Sayfa metni ->

+ + + +

Hidayet Rehberleri ile Dalalet Öncüleri

Her mü’min için şurası aşikârdır ki; bu dünya hayatı bir sınama ve imtihan sahasından ibarettir [Ankebut, 2-3].

Her insan, cüzi iradesiyle özgür bırakıldığı alanda sınanıyor ve bunun sonucunda da bu hayatın devamındaki asıl geleceğini belirlemiş olacaktır. Yine her mü’min için aşikârdır ki; bu gelecek hayat açısından üçüncüsü olmayan iki seçenek bulunuyor. Birincisi nimetler yurdu olan cennet, diğeri ise azap yeri olan cehennemdir [Beled, 6-8]. Bunlardan hangisine müstahak olacağın, bu dünya hayatındaki yaşantın ve tercihlerin sonucu belirleneceği hususunda kuşku yoktur [Araf, 44]. Özetle her şahsa verilmiş cüzi irade, tercihini yapmasını sağlamaktadır.

Ancak insanoğlu ilginç bir yapıya sahiptir. Hem sosyal bir varlık olması ve hem de tek başına komplike hayatın sorunlarıyla baş edememesi, zorunlu olarak onu hemcinsleriyle birlikte hareket etmeye yöneltir. Bu birlikteliğin de düzenli ve istikrarlı olabilmesi için bir sistem ve disiplin içerisinde yürümesi gerekir. Hayatın tabiatı böyle olunca, zorunlu olarak öncüler veya önderler ortaya çıkıyor. Aksi halde düzen ile istikrar sağlanmaz ve neticede de sosyal birliktelik yarardan çok zarar getirmiş olur. Bu öncü ve önderler de farklı alanlarda olabilirler. Örneğin siyasi önderler olabilir, dini önderler olabilir, diğer bilimlerde önderler olabilir. Bunların her birinin toplumsal hayatta etkileri vardır. Zaten insan komplike hayatın her alanında kendine yetemediği için, bu etkilerin olması kaçınılmazdır. İnsanlık familesi genişledikçe, toplumsal oluşumlar da çoğalıp farklılaşıyor [Yunus, 19]. Bu farklılaşmada öncülerin büyük etkisi olduğu malumdur.

+ + + +

Hidayet rehberleri üzerine olan metne göre gelecek hayat açısından hangi iki seçenek bulunuyor? Lütfen yalnızca bu metne dayanın.

+ + + +

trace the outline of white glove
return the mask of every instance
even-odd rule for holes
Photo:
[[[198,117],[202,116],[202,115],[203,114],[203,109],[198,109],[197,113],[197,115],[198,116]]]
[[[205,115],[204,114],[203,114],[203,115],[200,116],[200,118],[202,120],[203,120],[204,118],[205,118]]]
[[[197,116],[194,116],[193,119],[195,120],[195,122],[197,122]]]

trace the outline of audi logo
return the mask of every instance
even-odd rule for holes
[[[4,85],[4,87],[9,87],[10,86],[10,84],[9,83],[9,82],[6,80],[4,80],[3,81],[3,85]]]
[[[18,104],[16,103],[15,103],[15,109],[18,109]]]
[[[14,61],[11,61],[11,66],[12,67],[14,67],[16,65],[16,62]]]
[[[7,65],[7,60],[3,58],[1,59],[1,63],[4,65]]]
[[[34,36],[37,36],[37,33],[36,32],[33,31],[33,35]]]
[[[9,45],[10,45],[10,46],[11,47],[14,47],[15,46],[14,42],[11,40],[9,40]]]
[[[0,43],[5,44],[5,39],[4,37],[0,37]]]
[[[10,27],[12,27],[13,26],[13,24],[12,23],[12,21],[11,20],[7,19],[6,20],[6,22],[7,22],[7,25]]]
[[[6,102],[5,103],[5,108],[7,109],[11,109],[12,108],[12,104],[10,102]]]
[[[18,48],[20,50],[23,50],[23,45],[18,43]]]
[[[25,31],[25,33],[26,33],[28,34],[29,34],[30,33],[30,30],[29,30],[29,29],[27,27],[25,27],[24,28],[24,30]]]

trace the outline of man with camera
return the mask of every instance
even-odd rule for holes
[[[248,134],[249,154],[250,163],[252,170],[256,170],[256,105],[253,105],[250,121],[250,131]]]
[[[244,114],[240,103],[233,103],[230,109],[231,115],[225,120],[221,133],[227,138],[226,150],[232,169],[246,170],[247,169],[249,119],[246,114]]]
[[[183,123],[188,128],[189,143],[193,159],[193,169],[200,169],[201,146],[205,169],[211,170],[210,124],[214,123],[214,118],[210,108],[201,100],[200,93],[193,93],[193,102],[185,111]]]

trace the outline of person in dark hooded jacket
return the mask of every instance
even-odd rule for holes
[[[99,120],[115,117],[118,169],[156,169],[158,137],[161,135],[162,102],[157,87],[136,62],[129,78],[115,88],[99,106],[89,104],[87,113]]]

+ + + +

Görev yanıtı -> Nimetler yurdu olan cennet ve azap yeri olan cehennem.